Schriftliche Aufgaben:
(a) Führen Sie alle Fragen auf, die EM im Interviewausschnitt stellt.
(b) Geben Sie aus dem Interviewausschnitt alles von „EM: Was passiert“ bis hinunter zu „das Archiv durchsieht.“ wortgetreu wieder.

Ausgewählter Abschnitt:

EM: Sie sagen, dass es sein kann, dass es viele neue Fassungen des Drehbuchs gibt. Ist auch eine Versionsverwaltung im Tool integriert?

Froschmayer: Ja, das müssen wir haben. Schon im analogen Zeitalter versionieren wir ganz klar die Buchfassung. Stellen wir uns Folgendes vor: Wir haben eine Szene im Sitzungsraum. Da sitzen zwei Auszubildende und Sie, und wir telefonieren. Im Buch hat diese Szene zwei Motive: Der Ort, an dem ich bin und Ihr Sitzungsraum. Wir haben drei Schauspieler, die angezogen werden müssen, es gibt Requisiten, das Aufnahmegerät etc. Und jetzt kommt auf einmal jemand auf die Idee, aus der einen Auszubildenden einen Mann zu machen. Dann verändert sich ganz viel – und das ist dann die neue Buchfassung. Die wird in das System eingelesen; jemand muss manuell nachpflegen, dass aus Petra Peter wird und alles, was da dranhängt, muss angepasst werden. Dann gibt es vielleicht einen neuen Drehplan, weil der Schauspieler, der Peter spielt, heute nicht kann, sondern nur morgen ... Sie sehen, das ist extrem kompliziert. Dazu haben wir uns ein Versionierungs- und Protokollierungssystem überlegt.

EM: Was passiert mit den Daten, wenn der Film abgedreht ist? Gibt es eine Zusammenfassung, in der man sieht, dass man zum Beispiel dem Drehplan drei Tage hinterher war oder das Budget gesprengt hat?

Froschmayer: Wenn der Film gedreht ist, sind die Daten zum Film komplett irrelevant geworden. Wenn es vorbei ist, ist es vorbei. Alles hat nur so lange Gültigkeit, bis der Film gedreht ist. Aber trotzdem bleiben die Daten im System erhalten – man kann auch im nächsten Jahr nochmal darauf zugreifen. Es gibt viele Momente, in denen man denkt: „Letztes Jahr, da haben wir doch in einer Kneipe gedreht – wie hieß die denn nochmal?“ Das kann man sehr schnell raus nden, indem man das Archiv durchsieht.

Auszüge der Einträge:
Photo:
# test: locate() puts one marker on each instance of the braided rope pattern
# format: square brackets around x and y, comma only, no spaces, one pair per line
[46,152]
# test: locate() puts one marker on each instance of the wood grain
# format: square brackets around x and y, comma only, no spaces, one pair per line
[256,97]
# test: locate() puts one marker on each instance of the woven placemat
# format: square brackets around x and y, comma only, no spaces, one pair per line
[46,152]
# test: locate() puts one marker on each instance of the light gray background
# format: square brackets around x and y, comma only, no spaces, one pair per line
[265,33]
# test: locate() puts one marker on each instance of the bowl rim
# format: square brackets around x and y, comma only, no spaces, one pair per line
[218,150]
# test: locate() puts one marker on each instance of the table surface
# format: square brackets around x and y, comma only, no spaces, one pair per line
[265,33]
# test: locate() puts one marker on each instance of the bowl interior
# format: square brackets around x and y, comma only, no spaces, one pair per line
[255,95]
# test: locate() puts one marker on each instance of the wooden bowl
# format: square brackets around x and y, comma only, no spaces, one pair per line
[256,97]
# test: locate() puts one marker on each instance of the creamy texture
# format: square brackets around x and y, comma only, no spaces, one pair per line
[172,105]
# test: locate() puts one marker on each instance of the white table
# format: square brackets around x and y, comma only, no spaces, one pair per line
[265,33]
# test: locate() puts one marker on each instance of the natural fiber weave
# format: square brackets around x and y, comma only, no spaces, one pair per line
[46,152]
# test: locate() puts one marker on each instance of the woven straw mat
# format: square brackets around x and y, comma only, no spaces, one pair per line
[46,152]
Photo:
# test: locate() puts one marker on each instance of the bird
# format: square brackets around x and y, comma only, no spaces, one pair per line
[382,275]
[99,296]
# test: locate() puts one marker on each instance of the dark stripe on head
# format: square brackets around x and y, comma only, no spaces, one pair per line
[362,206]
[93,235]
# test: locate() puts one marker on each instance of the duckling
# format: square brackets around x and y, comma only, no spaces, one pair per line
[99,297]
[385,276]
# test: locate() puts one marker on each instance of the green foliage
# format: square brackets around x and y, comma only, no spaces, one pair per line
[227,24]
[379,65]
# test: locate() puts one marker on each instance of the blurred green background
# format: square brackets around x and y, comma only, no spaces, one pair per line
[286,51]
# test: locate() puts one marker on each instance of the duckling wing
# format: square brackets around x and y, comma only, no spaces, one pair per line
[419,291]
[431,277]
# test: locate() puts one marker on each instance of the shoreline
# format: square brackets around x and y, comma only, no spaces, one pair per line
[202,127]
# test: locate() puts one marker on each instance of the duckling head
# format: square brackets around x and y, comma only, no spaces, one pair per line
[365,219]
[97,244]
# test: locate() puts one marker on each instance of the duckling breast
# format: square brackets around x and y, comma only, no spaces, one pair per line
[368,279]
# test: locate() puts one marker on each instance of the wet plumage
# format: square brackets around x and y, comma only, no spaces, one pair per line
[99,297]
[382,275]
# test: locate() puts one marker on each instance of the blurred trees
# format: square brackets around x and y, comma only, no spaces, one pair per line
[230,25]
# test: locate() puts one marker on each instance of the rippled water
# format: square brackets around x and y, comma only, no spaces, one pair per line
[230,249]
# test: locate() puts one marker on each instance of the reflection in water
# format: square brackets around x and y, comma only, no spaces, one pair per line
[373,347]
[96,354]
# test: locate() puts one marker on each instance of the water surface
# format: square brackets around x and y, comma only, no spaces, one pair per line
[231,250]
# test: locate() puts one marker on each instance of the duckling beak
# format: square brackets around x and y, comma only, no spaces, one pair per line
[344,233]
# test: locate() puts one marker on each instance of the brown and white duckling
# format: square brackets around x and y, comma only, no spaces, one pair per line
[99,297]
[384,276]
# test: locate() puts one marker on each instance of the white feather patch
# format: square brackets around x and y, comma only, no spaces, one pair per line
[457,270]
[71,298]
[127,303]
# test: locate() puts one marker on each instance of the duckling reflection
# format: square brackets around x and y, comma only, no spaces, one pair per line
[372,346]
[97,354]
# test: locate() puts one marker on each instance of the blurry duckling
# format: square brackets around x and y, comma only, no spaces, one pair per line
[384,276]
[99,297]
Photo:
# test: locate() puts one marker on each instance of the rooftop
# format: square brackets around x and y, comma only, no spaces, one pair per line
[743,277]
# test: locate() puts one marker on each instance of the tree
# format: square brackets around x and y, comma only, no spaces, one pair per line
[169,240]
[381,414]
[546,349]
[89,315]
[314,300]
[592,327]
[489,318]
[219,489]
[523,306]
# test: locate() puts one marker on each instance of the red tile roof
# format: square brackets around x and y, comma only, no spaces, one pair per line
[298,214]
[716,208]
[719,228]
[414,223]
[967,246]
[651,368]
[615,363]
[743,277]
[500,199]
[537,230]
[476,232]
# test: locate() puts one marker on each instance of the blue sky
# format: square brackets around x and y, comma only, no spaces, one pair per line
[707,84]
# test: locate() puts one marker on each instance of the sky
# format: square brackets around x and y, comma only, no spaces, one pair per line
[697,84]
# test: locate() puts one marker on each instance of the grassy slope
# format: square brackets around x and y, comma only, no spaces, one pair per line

Die Antworten:
(a)
- Ist auch eine Versionsverwaltung im Tool integriert?
- Was passiert mit den Daten, wenn der Film abgedreht ist?
- Gibt es eine Zusammenfassung, in der man sieht, dass man zum Beispiel dem Drehplan drei Tage hinterher war oder das Budget gesprengt hat?

(b)
EM: Was passiert mit den Daten, wenn der Film abgedreht ist? Gibt es eine Zusammenfassung, in der man sieht, dass man zum Beispiel dem Drehplan drei Tage hinterher war oder das Budget gesprengt hat?

Froschmayer: Wenn der Film gedreht ist, sind die Daten zum Film komplett irrelevant geworden. Wenn es vorbei ist, ist es vorbei. Alles hat nur so lange Gültigkeit, bis der Film gedreht ist. Aber trotzdem bleiben die Daten im System erhalten – man kann auch im nächsten Jahr nochmal darauf zugreifen. Es gibt viele Momente, in denen man denkt: „Letztes Jahr, da haben wir doch in einer Kneipe gedreht – wie hieß die denn nochmal?“ Das kann man sehr schnell raus nden, indem man das Archiv durchsieht.